**Work required**. State how many lines of the records below contain the string "camera", with case counting. Give only the number.

**Recorded data**.
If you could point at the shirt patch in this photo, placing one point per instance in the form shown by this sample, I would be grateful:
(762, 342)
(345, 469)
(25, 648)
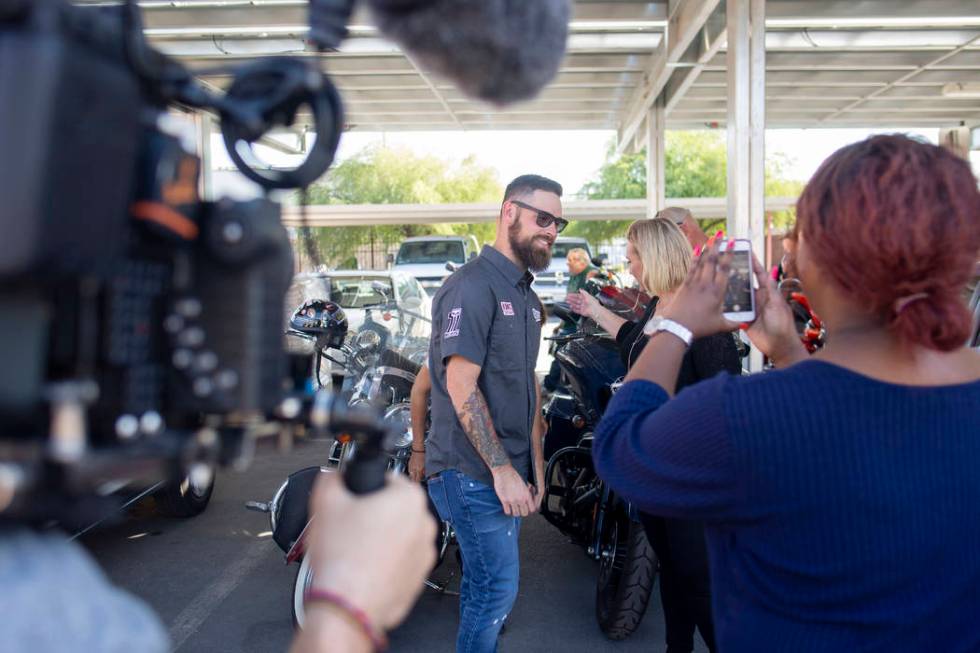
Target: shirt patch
(452, 329)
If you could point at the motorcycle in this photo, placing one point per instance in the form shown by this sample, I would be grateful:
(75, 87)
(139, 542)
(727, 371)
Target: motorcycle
(576, 500)
(379, 368)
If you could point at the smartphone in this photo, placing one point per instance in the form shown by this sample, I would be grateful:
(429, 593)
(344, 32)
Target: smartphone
(739, 305)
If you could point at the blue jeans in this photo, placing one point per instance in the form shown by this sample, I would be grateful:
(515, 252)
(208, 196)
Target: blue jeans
(487, 541)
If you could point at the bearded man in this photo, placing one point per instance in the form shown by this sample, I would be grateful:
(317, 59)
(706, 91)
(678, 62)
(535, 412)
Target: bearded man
(484, 460)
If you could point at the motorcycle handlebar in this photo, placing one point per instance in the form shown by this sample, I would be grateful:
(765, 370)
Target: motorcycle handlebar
(365, 472)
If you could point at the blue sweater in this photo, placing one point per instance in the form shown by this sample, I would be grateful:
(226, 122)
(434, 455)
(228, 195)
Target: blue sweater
(842, 513)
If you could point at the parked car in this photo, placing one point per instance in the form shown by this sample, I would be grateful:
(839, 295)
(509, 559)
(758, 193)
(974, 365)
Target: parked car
(550, 284)
(425, 258)
(357, 291)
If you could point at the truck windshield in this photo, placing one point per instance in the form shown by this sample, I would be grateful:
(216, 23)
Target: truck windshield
(559, 251)
(430, 252)
(349, 292)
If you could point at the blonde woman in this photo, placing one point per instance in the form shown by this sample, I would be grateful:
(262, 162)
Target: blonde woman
(659, 259)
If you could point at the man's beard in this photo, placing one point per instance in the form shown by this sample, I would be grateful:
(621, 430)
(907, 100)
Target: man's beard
(533, 259)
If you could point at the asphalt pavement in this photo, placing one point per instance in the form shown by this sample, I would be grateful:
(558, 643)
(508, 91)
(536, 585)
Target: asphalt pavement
(219, 583)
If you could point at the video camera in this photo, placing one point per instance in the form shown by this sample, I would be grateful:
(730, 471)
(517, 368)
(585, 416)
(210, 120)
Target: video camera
(140, 326)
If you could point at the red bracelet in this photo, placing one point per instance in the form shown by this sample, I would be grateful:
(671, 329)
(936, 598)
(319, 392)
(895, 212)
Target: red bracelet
(378, 639)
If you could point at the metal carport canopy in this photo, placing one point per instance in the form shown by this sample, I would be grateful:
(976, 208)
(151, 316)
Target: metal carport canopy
(829, 63)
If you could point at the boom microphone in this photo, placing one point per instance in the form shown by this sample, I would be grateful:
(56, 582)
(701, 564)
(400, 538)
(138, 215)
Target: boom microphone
(496, 50)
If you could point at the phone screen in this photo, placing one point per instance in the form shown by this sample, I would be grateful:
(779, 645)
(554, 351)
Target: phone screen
(738, 296)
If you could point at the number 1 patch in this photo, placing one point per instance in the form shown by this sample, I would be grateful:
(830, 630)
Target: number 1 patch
(452, 329)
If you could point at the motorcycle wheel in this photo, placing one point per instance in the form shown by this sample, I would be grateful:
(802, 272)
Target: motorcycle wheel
(182, 498)
(627, 569)
(304, 578)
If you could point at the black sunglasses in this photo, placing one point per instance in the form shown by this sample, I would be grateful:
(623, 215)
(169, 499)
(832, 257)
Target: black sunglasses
(544, 219)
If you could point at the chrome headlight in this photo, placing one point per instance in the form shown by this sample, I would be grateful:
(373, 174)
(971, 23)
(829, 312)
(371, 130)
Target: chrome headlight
(399, 417)
(367, 339)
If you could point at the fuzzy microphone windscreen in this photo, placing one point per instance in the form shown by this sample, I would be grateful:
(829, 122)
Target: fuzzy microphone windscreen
(497, 50)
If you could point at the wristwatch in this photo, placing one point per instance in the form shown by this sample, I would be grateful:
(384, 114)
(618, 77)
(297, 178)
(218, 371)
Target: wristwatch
(657, 324)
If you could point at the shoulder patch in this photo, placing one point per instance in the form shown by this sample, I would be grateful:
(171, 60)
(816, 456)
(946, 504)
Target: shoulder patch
(452, 325)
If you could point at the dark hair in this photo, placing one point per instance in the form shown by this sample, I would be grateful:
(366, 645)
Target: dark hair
(890, 219)
(526, 184)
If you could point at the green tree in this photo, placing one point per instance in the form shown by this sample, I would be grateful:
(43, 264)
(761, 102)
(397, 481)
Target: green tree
(695, 166)
(380, 175)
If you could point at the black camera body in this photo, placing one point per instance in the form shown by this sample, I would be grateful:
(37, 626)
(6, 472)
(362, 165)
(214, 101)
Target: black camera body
(136, 320)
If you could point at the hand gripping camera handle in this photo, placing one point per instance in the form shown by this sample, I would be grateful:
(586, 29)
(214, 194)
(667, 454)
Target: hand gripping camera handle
(364, 474)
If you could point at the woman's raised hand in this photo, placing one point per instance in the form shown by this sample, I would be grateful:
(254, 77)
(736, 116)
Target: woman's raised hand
(773, 332)
(698, 302)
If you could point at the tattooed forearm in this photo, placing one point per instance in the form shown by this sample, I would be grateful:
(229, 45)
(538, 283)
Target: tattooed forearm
(474, 415)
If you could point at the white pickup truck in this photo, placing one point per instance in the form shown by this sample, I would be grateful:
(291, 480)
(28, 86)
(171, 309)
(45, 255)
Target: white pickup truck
(425, 258)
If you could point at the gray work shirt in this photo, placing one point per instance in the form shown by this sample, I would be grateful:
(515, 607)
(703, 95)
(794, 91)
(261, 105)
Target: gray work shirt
(487, 313)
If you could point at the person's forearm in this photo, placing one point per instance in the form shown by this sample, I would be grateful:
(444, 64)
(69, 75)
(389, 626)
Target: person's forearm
(660, 361)
(326, 629)
(474, 416)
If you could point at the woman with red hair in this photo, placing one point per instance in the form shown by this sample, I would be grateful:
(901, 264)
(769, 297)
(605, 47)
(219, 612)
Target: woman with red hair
(841, 492)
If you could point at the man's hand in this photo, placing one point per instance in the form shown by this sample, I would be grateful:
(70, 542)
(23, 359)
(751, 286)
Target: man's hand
(374, 550)
(416, 466)
(514, 493)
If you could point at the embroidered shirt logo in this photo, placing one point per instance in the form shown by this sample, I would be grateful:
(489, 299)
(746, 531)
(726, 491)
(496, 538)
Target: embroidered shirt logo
(452, 329)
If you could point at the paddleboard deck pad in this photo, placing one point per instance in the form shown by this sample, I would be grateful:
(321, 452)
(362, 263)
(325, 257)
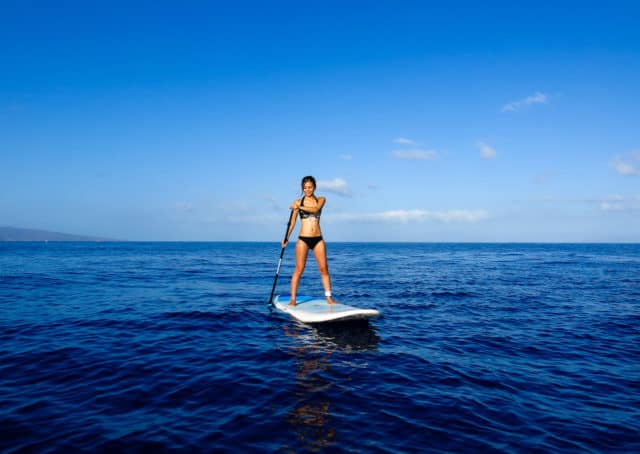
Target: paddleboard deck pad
(309, 309)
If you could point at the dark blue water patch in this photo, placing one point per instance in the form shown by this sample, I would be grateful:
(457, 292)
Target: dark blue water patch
(173, 347)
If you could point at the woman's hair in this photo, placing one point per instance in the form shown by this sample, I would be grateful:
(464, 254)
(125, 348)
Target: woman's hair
(308, 179)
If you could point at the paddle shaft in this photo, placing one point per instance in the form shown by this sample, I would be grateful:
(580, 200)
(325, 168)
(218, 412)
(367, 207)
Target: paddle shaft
(286, 237)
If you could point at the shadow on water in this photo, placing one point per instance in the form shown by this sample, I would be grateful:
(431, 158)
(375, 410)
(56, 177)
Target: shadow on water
(310, 415)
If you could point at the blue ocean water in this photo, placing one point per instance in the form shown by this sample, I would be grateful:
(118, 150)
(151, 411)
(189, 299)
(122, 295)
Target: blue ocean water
(153, 347)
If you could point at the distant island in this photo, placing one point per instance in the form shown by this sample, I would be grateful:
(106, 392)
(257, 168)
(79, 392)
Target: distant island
(18, 234)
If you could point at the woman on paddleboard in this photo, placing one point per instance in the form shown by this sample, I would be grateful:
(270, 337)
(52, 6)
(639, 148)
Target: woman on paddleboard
(309, 207)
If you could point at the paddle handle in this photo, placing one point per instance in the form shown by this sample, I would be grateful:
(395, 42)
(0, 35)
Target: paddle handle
(275, 280)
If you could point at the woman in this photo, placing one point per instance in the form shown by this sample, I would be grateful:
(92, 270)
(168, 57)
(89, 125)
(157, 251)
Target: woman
(310, 238)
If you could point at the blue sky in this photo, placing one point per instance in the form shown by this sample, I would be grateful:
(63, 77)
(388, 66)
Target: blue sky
(422, 121)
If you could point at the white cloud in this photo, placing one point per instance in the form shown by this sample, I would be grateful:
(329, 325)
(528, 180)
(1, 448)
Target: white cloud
(418, 216)
(404, 141)
(606, 206)
(336, 186)
(536, 98)
(417, 154)
(486, 151)
(619, 203)
(627, 167)
(183, 207)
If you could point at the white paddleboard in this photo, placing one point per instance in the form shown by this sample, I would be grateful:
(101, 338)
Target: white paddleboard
(309, 309)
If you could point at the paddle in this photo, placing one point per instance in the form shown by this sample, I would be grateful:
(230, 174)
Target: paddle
(275, 280)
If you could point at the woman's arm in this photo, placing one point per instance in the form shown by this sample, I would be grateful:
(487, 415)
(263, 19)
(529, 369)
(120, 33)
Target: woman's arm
(295, 206)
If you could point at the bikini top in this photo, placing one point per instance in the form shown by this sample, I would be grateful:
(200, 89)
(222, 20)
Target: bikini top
(305, 214)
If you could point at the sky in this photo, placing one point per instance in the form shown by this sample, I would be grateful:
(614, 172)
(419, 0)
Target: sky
(469, 121)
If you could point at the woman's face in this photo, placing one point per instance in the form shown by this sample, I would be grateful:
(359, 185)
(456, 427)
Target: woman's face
(308, 188)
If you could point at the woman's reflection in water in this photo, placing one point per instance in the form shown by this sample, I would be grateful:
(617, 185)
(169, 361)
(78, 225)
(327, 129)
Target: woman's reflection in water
(310, 416)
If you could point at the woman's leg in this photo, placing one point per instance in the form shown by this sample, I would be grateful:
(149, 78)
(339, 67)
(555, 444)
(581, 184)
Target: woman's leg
(302, 251)
(320, 252)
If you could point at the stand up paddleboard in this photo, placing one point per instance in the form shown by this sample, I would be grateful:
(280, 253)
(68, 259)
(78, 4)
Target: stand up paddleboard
(309, 309)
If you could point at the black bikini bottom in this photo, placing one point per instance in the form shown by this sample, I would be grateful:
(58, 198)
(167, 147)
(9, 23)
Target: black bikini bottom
(310, 241)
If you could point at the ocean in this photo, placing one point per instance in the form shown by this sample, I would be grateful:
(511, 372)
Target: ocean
(172, 347)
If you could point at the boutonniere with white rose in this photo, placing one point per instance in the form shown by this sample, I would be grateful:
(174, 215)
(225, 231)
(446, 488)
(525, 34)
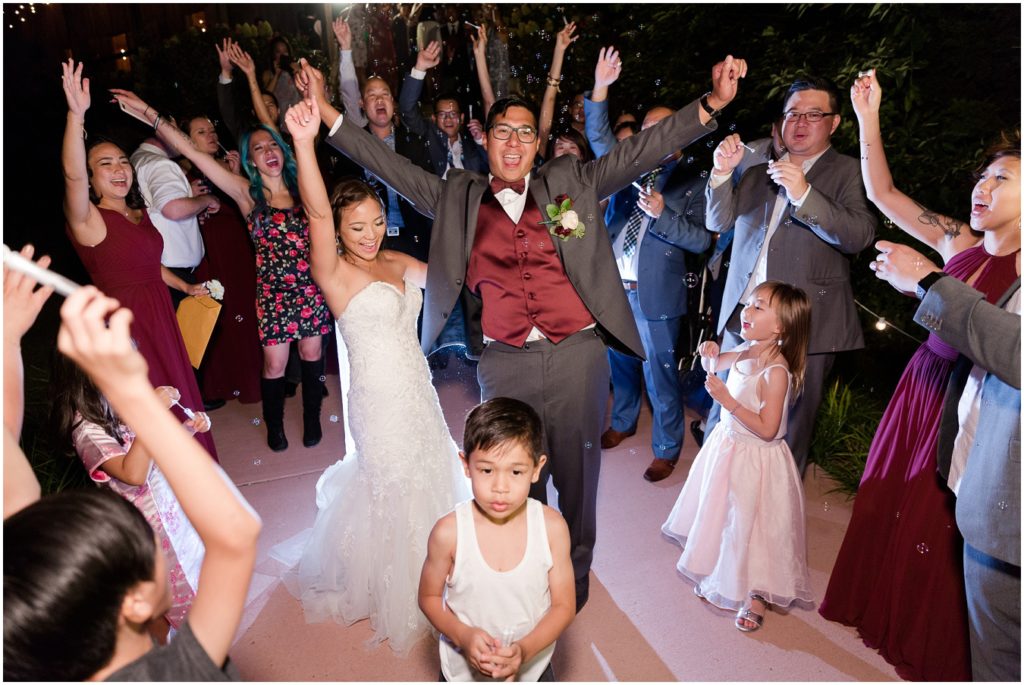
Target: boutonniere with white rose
(216, 290)
(562, 221)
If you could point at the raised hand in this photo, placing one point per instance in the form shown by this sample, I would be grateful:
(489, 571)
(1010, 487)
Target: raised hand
(342, 33)
(725, 81)
(480, 43)
(76, 88)
(312, 80)
(243, 59)
(728, 154)
(475, 129)
(608, 68)
(222, 56)
(564, 38)
(95, 335)
(233, 161)
(302, 120)
(865, 94)
(651, 203)
(22, 303)
(901, 266)
(130, 100)
(429, 56)
(791, 176)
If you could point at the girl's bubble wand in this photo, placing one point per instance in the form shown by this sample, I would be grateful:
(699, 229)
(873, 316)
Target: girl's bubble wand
(45, 276)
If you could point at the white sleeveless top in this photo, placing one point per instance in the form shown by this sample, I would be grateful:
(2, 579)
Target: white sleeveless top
(506, 604)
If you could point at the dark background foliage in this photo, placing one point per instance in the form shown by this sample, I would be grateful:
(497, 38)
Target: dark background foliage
(950, 75)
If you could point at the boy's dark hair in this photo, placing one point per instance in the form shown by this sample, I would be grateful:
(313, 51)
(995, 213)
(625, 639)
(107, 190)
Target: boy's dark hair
(502, 420)
(815, 83)
(502, 105)
(69, 561)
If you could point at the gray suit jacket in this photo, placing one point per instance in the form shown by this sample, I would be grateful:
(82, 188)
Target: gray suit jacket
(988, 507)
(811, 248)
(454, 204)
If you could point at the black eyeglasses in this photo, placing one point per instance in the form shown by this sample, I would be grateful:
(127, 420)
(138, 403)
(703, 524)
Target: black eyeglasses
(504, 132)
(812, 117)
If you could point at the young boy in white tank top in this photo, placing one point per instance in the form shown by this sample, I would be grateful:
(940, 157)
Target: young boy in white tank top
(498, 581)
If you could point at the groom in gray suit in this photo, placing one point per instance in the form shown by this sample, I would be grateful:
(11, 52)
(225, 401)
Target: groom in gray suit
(979, 446)
(799, 220)
(540, 294)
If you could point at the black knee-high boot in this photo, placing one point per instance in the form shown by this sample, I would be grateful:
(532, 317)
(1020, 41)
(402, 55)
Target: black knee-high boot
(312, 396)
(273, 413)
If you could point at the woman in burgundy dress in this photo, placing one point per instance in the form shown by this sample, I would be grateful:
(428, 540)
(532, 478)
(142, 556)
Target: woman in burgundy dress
(120, 248)
(899, 576)
(289, 305)
(233, 357)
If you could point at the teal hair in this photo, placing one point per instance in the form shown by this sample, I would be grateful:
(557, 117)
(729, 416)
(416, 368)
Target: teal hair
(291, 172)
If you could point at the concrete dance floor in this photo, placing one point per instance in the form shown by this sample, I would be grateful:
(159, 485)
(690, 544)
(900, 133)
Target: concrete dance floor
(642, 622)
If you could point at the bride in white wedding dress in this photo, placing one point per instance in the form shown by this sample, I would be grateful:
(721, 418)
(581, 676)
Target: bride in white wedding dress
(377, 506)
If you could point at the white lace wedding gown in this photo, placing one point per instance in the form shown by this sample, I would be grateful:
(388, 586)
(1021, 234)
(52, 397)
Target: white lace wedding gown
(377, 506)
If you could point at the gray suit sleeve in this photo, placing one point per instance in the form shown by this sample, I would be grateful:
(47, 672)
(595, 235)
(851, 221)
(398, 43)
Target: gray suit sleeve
(409, 106)
(987, 335)
(599, 133)
(420, 187)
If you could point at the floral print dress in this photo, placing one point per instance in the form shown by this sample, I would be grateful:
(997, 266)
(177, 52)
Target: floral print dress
(289, 305)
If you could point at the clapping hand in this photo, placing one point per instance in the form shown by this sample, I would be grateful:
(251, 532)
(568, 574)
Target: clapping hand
(343, 33)
(506, 661)
(429, 56)
(244, 60)
(76, 88)
(303, 120)
(865, 94)
(480, 43)
(728, 155)
(223, 57)
(901, 266)
(651, 202)
(608, 68)
(725, 81)
(564, 38)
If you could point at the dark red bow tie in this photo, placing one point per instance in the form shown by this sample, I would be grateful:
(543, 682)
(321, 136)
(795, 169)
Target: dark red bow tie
(497, 185)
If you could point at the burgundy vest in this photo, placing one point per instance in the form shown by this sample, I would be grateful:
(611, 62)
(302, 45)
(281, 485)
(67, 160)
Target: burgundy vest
(515, 269)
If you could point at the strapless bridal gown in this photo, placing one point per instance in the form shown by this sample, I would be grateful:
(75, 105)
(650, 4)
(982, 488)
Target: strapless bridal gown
(377, 506)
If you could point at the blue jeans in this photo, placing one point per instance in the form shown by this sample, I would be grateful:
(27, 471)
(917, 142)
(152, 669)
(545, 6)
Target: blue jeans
(660, 377)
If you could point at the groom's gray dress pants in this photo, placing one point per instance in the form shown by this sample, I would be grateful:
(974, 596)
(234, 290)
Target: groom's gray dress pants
(567, 385)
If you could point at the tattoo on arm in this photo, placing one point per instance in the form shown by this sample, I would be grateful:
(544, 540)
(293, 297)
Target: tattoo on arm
(951, 227)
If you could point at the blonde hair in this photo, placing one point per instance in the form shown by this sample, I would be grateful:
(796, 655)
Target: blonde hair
(793, 309)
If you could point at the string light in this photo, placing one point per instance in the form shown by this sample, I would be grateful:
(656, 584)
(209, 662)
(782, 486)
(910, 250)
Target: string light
(881, 324)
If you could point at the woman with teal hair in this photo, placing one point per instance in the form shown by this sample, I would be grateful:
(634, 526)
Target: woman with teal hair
(289, 304)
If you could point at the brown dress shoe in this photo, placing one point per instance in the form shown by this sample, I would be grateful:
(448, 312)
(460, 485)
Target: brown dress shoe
(611, 437)
(659, 469)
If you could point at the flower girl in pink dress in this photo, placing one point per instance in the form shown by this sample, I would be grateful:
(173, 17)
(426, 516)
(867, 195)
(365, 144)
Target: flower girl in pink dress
(739, 516)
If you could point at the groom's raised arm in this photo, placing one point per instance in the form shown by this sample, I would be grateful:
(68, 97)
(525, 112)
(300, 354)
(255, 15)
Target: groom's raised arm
(641, 153)
(420, 187)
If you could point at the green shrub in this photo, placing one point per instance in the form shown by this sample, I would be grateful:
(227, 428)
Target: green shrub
(847, 420)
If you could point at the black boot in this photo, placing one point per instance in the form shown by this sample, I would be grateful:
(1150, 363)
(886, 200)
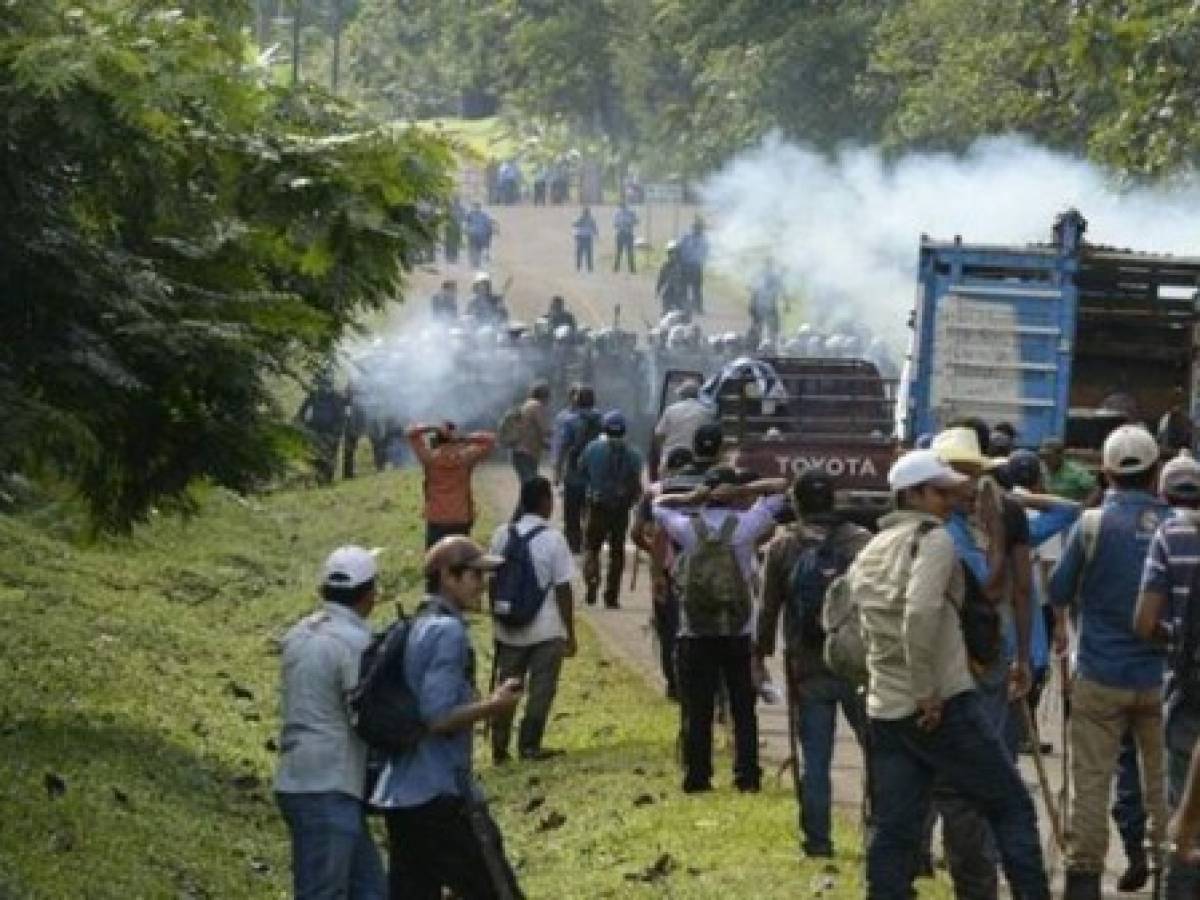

**Response**. 6